* [WHAT YOU NEED TO DO] The answer must consist of the records below, repeated exactly.

* [RECORDS TO PROCESS]

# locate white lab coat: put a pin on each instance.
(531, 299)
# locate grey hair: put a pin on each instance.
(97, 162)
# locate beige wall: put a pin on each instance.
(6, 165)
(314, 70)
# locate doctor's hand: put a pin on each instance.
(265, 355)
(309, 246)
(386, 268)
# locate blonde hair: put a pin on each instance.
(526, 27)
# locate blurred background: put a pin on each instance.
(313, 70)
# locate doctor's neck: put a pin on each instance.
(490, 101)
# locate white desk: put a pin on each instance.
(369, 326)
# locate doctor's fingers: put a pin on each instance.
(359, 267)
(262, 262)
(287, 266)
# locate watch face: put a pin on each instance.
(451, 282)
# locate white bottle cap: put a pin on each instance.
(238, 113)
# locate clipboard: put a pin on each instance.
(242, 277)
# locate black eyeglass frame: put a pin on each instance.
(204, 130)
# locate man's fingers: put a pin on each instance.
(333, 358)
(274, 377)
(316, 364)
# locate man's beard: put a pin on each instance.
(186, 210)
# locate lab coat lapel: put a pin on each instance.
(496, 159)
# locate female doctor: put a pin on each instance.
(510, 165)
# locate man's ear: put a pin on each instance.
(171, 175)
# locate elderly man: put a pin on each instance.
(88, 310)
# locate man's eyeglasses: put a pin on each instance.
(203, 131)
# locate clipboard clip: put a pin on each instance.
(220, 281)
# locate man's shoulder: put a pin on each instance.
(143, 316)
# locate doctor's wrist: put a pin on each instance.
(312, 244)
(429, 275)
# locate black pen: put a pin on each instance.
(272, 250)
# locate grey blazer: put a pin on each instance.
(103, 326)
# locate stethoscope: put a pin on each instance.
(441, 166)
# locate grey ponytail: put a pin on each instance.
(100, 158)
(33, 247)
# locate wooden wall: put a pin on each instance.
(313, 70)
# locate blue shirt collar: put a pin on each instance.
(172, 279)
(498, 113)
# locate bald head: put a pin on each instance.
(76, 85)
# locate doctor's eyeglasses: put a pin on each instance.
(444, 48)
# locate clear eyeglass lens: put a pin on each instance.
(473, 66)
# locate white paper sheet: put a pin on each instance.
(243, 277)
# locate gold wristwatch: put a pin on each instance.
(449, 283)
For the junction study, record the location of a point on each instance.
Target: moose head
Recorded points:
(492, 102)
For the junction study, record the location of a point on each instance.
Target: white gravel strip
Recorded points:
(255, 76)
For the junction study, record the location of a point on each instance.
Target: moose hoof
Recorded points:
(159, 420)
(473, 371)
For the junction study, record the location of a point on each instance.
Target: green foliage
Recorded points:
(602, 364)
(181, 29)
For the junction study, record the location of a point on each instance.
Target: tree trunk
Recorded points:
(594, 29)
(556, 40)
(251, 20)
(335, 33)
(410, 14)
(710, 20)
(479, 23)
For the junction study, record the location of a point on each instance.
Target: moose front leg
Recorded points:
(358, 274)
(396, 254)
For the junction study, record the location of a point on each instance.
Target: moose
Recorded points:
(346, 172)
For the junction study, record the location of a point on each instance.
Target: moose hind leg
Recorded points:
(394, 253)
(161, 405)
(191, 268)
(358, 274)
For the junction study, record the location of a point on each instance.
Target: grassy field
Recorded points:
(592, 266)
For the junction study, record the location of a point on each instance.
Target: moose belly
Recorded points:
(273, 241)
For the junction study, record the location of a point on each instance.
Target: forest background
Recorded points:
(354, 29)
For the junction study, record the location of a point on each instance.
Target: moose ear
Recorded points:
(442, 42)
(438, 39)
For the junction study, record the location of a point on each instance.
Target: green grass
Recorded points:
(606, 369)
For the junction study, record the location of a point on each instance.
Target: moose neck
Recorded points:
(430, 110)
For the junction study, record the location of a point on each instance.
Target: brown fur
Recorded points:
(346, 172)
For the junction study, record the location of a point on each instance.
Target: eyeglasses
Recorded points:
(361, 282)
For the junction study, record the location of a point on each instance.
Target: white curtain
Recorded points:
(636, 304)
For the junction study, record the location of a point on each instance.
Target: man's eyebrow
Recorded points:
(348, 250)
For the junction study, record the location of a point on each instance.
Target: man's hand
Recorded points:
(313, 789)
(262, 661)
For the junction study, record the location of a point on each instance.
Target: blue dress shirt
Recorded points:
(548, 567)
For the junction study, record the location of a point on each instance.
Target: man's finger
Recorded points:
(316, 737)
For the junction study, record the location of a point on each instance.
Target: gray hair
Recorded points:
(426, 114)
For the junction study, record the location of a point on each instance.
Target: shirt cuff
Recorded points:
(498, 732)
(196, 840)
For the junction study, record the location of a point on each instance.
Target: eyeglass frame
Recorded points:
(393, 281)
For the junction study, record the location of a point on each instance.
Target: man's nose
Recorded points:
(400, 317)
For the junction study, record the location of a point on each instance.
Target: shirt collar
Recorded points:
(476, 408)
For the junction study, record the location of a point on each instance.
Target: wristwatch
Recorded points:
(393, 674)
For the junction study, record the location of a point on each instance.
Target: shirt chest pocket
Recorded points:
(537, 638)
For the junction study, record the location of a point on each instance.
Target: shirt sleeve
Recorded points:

* [RESPONSE TO THIS TASK]
# locate white lab coat: put a pin on each instance.
(531, 299)
# locate grey hair: put a pin on each instance.
(97, 162)
# locate beige wall: put a pin on each instance.
(6, 165)
(314, 70)
# locate doctor's hand: put a pin on each instance.
(265, 355)
(309, 246)
(386, 268)
# locate blonde hair: put a pin on each instance.
(526, 27)
# locate blurred background: put a pin on each instance.
(313, 70)
# locate doctor's neck: put a pin on each instance.
(490, 101)
# locate white desk: put a pin on each instance.
(369, 326)
# locate doctor's fingers: put a pin on each instance.
(359, 267)
(262, 262)
(287, 266)
# locate watch face: put a pin on each instance.
(451, 282)
# locate white bottle cap: put a pin on each instance.
(238, 113)
# locate clipboard: put a pin on each instance.
(242, 277)
# locate black eyeglass frame: put a pin on each instance.
(204, 130)
# locate man's fingers: put a pin on each instance.
(333, 358)
(274, 377)
(316, 364)
# locate man's beard: put a pin on each instance.
(186, 210)
# locate lab coat lapel: put a pin on each instance.
(496, 159)
# locate female doctor: put a pin on each instance.
(510, 165)
# locate man's ear: put a pin on each instance.
(171, 175)
# locate elderly man: put a pin on each instance.
(88, 310)
# locate man's eyeglasses: put a pin on each instance.
(203, 131)
# locate clipboard clip: put a pin on each instance.
(220, 281)
# locate man's shoulder: put a pin on each instance.
(143, 316)
# locate doctor's wrist: put a pin on each instance.
(312, 244)
(429, 275)
# locate black pen: put a pin on each instance.
(272, 250)
# locate grey blazer: put a pin on each instance.
(103, 326)
# locate stethoscope: put a pin on each instance.
(441, 166)
# locate grey ponytail: put a pin on each instance.
(100, 158)
(33, 247)
# locate wooden wall: put a pin on each instance.
(313, 70)
# locate blue shirt collar: put a pin on each instance.
(172, 279)
(498, 113)
# locate bald head: put a pin on each instance.
(76, 85)
# locate doctor's eyeglasses: put a pin on each instance.
(444, 48)
# locate clear eyeglass lens: put a pin on each instance.
(473, 66)
# locate white paper sheet: put a pin on each instance.
(243, 277)
# locate gold wristwatch: put a pin on each instance.
(449, 283)
For the junction study, record the location of a point on each instance.
Target: moose head
Recorded points:
(492, 102)
For the junction study, record the location of a point on each instance.
Target: white gravel strip
Recorded points:
(255, 76)
For the junction study, record the location of a point on each instance.
Target: moose hoof
Recorded points:
(159, 420)
(473, 371)
For the junction study, record the location of a point on each instance.
Target: green foliage
Recorded points:
(602, 364)
(181, 29)
For the junction study, record the location of a point on each instance.
Target: tree trunk
Recorded points:
(594, 29)
(556, 40)
(251, 20)
(335, 33)
(410, 14)
(710, 20)
(479, 23)
For the junction study, record the location of a point on each instance.
Target: moose front leg
Recorded points:
(358, 274)
(396, 254)
For the junction study, record the location of a point on each instance.
Target: moose
Recorded points:
(346, 172)
For the junction study, record the location of a point on each instance.
Target: moose hind leg
Recorded points:
(394, 253)
(161, 405)
(191, 268)
(358, 274)
For the junction study, record the location of a point on each instance.
Target: grassy field
Recorded points:
(592, 266)
For the junction study, record the location of a point on each instance.
Target: moose belly
Recorded points:
(273, 241)
For the junction study, record the location of a point on each instance.
Target: forest background
Recorded points:
(354, 29)
For the junction study, record the location of a point on each instance.
Target: moose ear
Recorded points:
(442, 42)
(438, 39)
For the junction study, record the location of a point on each instance.
Target: green grass
Recorded points:
(606, 369)
For the junction study, record the location of a point on each instance.
Target: moose neck
Recorded points:
(430, 110)
For the junction study, record the location of a point on each instance.
Target: brown fur
Recorded points:
(346, 172)
For the junction study, record the location of a point on each instance.
Target: eyeglasses
Recorded points:
(361, 282)
For the junction study, record the location of a point on each instance.
Target: white curtain
Recorded points:
(636, 304)
For the junction study, record the location of a point on each instance.
Target: man's eyebrow
Recorded points:
(348, 250)
For the junction study, record the location of a point on each instance.
Target: man's hand
Recorded points:
(313, 789)
(262, 661)
For the junction study, record the location of a point on each instance.
Target: blue dress shirt
Recorded points:
(548, 567)
For the junction study, record the location of a point on each instance.
Target: man's finger
Recorded points:
(316, 737)
For the junction study, record the location of a point on each instance.
Target: gray hair
Recorded points:
(426, 114)
For the junction study, record the location of a point on each instance.
Target: shirt cuff
Recorded points:
(498, 732)
(196, 840)
For the junction study, record the location of a point on each instance.
Target: eyeglass frame
Recorded points:
(393, 281)
For the junction study, record the location of a point on each instance.
Target: man's nose
Recorded points:
(400, 317)
For the junction study, record the location of a point on each instance.
Target: shirt collar
Recorded points:
(476, 408)
For the junction study, record the location of a point on each instance.
Target: wristwatch
Recorded points:
(393, 674)
For the junction study, record the location of a point on each instance.
Target: shirt chest pocket
Recorded points:
(537, 638)
For the junction study, record the location of a point on each instance.
Target: shirt sleeve
Recorded points:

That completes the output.